# TRY IT
Pull out every line below holding the word "awning".

++++++++

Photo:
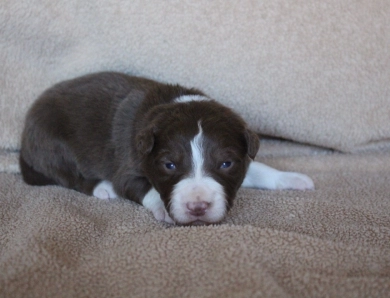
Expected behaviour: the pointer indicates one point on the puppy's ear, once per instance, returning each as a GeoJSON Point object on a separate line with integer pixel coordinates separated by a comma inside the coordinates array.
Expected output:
{"type": "Point", "coordinates": [145, 140]}
{"type": "Point", "coordinates": [253, 143]}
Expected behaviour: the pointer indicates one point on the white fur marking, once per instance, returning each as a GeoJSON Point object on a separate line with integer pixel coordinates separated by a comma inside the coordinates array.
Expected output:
{"type": "Point", "coordinates": [152, 201]}
{"type": "Point", "coordinates": [262, 176]}
{"type": "Point", "coordinates": [198, 187]}
{"type": "Point", "coordinates": [188, 98]}
{"type": "Point", "coordinates": [197, 153]}
{"type": "Point", "coordinates": [104, 191]}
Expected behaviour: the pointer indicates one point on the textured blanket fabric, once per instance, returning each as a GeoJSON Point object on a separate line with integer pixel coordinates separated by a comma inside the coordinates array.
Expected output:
{"type": "Point", "coordinates": [312, 71]}
{"type": "Point", "coordinates": [331, 242]}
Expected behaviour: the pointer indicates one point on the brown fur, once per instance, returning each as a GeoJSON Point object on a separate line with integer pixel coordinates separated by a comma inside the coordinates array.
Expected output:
{"type": "Point", "coordinates": [110, 126]}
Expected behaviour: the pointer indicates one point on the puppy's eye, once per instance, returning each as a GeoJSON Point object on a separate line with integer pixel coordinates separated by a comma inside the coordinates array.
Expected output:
{"type": "Point", "coordinates": [226, 165]}
{"type": "Point", "coordinates": [170, 166]}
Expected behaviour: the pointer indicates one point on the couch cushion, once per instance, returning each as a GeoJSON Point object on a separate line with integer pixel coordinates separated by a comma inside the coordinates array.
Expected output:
{"type": "Point", "coordinates": [309, 71]}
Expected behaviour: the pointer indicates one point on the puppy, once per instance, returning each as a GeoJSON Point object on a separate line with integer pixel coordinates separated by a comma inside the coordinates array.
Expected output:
{"type": "Point", "coordinates": [174, 150]}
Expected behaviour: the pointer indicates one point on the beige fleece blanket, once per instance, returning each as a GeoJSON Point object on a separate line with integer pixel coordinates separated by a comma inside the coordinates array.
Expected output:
{"type": "Point", "coordinates": [312, 71]}
{"type": "Point", "coordinates": [331, 242]}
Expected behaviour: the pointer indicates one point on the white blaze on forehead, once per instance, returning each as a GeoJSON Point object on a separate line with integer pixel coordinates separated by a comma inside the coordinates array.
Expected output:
{"type": "Point", "coordinates": [198, 187]}
{"type": "Point", "coordinates": [197, 153]}
{"type": "Point", "coordinates": [188, 98]}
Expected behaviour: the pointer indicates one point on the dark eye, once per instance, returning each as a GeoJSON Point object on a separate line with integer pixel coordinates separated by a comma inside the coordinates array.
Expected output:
{"type": "Point", "coordinates": [170, 166]}
{"type": "Point", "coordinates": [226, 164]}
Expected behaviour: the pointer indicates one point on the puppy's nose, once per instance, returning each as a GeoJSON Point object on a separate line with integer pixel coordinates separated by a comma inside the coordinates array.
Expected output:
{"type": "Point", "coordinates": [197, 208]}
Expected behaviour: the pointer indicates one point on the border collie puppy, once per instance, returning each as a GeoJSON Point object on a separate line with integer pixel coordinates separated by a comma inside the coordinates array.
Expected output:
{"type": "Point", "coordinates": [174, 150]}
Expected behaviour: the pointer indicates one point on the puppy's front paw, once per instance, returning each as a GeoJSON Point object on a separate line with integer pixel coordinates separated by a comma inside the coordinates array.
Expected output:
{"type": "Point", "coordinates": [104, 191]}
{"type": "Point", "coordinates": [291, 180]}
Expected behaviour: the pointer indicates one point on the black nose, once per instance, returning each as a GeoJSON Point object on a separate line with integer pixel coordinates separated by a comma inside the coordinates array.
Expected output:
{"type": "Point", "coordinates": [197, 208]}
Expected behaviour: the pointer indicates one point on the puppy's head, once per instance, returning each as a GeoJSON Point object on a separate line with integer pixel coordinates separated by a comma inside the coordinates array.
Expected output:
{"type": "Point", "coordinates": [196, 154]}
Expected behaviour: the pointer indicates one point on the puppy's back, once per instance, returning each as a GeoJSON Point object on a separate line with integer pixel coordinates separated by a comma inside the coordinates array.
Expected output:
{"type": "Point", "coordinates": [68, 130]}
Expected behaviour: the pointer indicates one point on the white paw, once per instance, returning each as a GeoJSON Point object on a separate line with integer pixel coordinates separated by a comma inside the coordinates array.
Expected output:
{"type": "Point", "coordinates": [291, 180]}
{"type": "Point", "coordinates": [104, 191]}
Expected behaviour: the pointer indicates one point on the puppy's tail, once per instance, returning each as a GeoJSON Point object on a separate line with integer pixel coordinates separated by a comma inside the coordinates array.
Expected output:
{"type": "Point", "coordinates": [32, 177]}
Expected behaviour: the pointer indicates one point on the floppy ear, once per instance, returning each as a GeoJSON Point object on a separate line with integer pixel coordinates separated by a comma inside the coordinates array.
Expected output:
{"type": "Point", "coordinates": [145, 140]}
{"type": "Point", "coordinates": [253, 143]}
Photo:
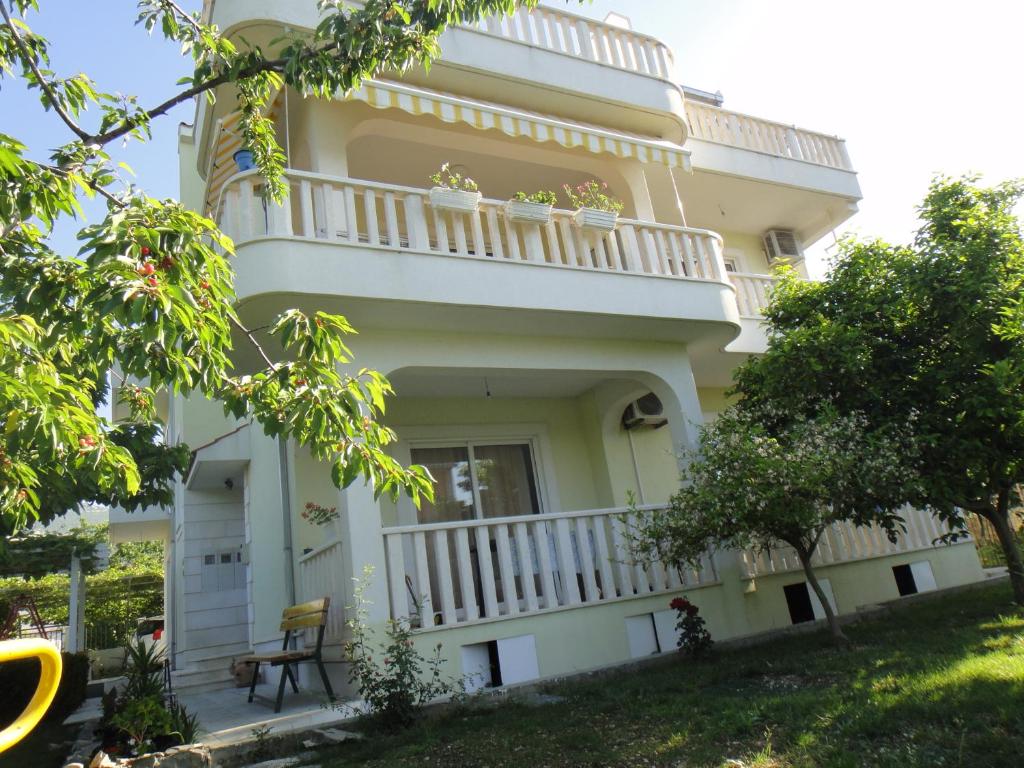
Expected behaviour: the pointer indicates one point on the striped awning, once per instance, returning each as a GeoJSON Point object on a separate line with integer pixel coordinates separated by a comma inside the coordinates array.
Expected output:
{"type": "Point", "coordinates": [485, 116]}
{"type": "Point", "coordinates": [383, 94]}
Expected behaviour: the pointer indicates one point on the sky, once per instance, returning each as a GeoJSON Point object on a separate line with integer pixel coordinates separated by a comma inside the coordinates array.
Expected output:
{"type": "Point", "coordinates": [915, 87]}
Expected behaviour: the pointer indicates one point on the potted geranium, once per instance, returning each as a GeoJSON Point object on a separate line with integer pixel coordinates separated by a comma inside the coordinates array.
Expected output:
{"type": "Point", "coordinates": [453, 192]}
{"type": "Point", "coordinates": [534, 208]}
{"type": "Point", "coordinates": [596, 209]}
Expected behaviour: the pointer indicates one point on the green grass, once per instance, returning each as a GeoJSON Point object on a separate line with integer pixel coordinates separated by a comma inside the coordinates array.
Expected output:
{"type": "Point", "coordinates": [936, 684]}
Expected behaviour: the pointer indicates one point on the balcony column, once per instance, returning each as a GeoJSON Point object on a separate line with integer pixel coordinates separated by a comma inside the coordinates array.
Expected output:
{"type": "Point", "coordinates": [634, 174]}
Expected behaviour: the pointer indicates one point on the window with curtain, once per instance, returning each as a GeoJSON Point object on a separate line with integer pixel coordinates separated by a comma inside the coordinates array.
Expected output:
{"type": "Point", "coordinates": [478, 480]}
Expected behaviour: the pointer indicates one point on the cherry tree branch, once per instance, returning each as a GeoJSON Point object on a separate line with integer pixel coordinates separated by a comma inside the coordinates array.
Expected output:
{"type": "Point", "coordinates": [28, 59]}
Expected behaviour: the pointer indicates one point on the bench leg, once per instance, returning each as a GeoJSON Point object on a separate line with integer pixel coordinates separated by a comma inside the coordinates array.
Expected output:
{"type": "Point", "coordinates": [281, 687]}
{"type": "Point", "coordinates": [291, 677]}
{"type": "Point", "coordinates": [252, 686]}
{"type": "Point", "coordinates": [327, 681]}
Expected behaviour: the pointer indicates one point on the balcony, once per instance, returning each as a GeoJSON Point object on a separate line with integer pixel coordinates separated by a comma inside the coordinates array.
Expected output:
{"type": "Point", "coordinates": [462, 572]}
{"type": "Point", "coordinates": [584, 38]}
{"type": "Point", "coordinates": [389, 244]}
{"type": "Point", "coordinates": [734, 129]}
{"type": "Point", "coordinates": [847, 543]}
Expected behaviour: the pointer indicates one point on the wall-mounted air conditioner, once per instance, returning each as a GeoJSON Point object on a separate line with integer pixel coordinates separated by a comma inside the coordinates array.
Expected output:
{"type": "Point", "coordinates": [781, 247]}
{"type": "Point", "coordinates": [645, 412]}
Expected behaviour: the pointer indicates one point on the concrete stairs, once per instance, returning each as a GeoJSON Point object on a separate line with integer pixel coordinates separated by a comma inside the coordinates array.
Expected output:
{"type": "Point", "coordinates": [207, 671]}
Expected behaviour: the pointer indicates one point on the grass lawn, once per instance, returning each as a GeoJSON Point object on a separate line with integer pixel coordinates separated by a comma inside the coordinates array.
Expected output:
{"type": "Point", "coordinates": [936, 684]}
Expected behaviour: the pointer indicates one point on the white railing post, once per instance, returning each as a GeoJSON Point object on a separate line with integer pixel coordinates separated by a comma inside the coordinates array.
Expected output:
{"type": "Point", "coordinates": [416, 220]}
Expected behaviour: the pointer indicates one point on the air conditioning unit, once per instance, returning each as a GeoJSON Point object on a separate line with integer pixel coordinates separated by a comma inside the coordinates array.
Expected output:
{"type": "Point", "coordinates": [645, 412]}
{"type": "Point", "coordinates": [782, 247]}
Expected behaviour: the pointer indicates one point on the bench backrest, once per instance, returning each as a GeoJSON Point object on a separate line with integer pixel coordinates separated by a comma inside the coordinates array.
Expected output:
{"type": "Point", "coordinates": [305, 615]}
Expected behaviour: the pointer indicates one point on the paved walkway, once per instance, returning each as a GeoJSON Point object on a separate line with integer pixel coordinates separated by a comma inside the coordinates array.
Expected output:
{"type": "Point", "coordinates": [226, 718]}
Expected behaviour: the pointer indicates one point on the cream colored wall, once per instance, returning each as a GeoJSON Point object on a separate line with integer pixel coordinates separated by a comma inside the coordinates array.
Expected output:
{"type": "Point", "coordinates": [587, 638]}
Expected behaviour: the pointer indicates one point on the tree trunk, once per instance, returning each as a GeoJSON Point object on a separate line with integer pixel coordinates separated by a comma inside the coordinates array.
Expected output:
{"type": "Point", "coordinates": [837, 632]}
{"type": "Point", "coordinates": [999, 517]}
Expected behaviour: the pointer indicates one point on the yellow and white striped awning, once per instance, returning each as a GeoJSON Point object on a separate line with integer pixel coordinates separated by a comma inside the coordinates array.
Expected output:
{"type": "Point", "coordinates": [485, 116]}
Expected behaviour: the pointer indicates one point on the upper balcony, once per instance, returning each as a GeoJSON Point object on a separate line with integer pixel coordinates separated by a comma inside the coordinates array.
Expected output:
{"type": "Point", "coordinates": [389, 258]}
{"type": "Point", "coordinates": [547, 59]}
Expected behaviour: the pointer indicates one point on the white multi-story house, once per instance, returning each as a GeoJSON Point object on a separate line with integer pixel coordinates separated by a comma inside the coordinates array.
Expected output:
{"type": "Point", "coordinates": [544, 372]}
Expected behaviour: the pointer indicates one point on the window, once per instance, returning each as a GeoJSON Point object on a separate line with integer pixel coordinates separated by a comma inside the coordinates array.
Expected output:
{"type": "Point", "coordinates": [476, 480]}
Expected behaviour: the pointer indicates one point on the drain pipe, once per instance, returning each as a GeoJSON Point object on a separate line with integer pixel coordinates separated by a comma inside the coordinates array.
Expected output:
{"type": "Point", "coordinates": [286, 510]}
{"type": "Point", "coordinates": [636, 467]}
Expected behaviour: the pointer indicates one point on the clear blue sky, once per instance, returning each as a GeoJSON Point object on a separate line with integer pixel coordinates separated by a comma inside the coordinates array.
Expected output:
{"type": "Point", "coordinates": [914, 86]}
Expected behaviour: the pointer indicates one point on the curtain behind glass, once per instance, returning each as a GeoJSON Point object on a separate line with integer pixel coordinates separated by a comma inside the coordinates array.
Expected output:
{"type": "Point", "coordinates": [505, 474]}
{"type": "Point", "coordinates": [453, 484]}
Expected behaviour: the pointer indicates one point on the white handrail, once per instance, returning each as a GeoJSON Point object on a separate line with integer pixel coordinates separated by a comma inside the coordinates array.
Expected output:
{"type": "Point", "coordinates": [486, 569]}
{"type": "Point", "coordinates": [736, 129]}
{"type": "Point", "coordinates": [376, 215]}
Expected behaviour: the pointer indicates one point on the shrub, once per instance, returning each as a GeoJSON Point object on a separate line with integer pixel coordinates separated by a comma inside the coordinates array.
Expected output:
{"type": "Point", "coordinates": [18, 681]}
{"type": "Point", "coordinates": [399, 681]}
{"type": "Point", "coordinates": [541, 196]}
{"type": "Point", "coordinates": [592, 195]}
{"type": "Point", "coordinates": [694, 639]}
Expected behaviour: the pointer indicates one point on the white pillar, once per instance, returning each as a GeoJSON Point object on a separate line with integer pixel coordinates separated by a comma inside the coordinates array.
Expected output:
{"type": "Point", "coordinates": [363, 543]}
{"type": "Point", "coordinates": [75, 641]}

++++++++

# RESULT FOR THIS TASK
Expected behaviour: the pointer indicates one point on the striped awning, once per instance, returning each as a GeoJSON Point object on a separate line with integer pixel coordinates separated by a comma inside the coordinates array.
Expected behaviour: the pointer indicates one point on the yellow and white striped awning, once per instance, returning each as a GeoJSON Point object on a separate line with integer pixel coordinates separated by a comma inside the coordinates array.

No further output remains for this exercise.